++++ INPUT ++++

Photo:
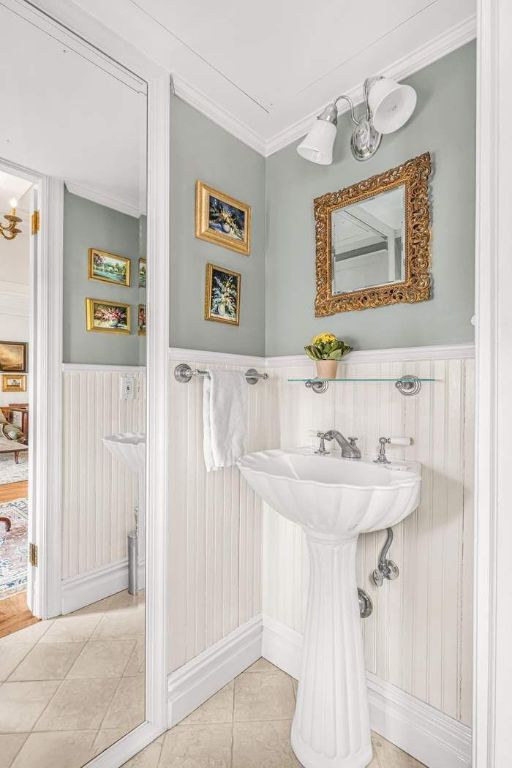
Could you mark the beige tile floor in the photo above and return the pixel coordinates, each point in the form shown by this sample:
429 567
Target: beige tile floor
246 725
72 686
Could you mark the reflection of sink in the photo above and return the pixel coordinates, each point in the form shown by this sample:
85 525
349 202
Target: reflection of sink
129 447
334 500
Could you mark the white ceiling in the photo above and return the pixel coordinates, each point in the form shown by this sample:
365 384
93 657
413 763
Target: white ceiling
67 117
263 69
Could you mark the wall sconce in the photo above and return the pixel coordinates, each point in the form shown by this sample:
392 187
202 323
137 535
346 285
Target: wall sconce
388 106
10 230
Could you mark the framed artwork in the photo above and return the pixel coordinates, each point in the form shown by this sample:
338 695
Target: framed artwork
142 273
141 315
109 268
13 356
222 296
14 383
222 220
107 316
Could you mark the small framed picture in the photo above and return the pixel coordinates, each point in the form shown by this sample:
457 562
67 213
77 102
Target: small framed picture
142 273
12 383
222 297
222 220
13 356
107 316
109 268
141 324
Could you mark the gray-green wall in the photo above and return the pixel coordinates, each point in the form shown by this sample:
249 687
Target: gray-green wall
444 124
89 225
202 150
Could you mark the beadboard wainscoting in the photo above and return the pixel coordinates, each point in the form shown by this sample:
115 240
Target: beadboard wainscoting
216 519
98 493
419 636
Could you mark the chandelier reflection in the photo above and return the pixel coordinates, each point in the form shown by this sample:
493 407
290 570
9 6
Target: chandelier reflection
10 230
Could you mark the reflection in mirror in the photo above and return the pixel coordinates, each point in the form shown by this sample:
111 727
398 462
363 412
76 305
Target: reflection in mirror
74 683
367 242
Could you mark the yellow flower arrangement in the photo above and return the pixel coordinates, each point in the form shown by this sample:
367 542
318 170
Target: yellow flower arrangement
326 346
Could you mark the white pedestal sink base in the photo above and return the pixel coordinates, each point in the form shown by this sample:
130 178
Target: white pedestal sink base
331 727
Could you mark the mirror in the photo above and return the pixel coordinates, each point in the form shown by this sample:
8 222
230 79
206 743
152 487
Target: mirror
373 241
72 671
367 241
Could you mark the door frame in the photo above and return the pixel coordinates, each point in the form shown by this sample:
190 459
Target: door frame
73 27
492 682
45 392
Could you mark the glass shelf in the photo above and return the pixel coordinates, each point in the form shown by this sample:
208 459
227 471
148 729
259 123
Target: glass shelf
407 385
394 379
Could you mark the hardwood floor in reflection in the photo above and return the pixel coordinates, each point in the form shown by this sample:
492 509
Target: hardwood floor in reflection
15 614
13 491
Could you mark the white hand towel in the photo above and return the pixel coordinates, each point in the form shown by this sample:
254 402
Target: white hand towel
224 418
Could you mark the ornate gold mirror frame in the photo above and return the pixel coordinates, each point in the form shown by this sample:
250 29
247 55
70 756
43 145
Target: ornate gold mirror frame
414 176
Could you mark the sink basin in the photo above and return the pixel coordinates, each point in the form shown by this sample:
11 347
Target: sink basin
129 447
334 500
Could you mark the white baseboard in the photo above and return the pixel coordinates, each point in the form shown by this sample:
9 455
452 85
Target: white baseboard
92 586
197 680
427 734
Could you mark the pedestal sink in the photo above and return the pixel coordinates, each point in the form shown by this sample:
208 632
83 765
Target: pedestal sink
334 500
130 448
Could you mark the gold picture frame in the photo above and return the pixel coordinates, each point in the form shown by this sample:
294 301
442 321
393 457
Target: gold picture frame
12 382
222 295
13 356
416 286
223 220
104 267
101 316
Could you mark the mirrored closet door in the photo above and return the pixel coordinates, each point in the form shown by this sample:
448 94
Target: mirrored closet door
73 161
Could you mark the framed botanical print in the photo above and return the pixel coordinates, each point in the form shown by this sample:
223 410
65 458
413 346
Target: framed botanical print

++++

_WHAT IS BEING ASKED_
Say how many lines of the data include the word "print". Nothing other than the number should be given.

_TASK RESULT_
2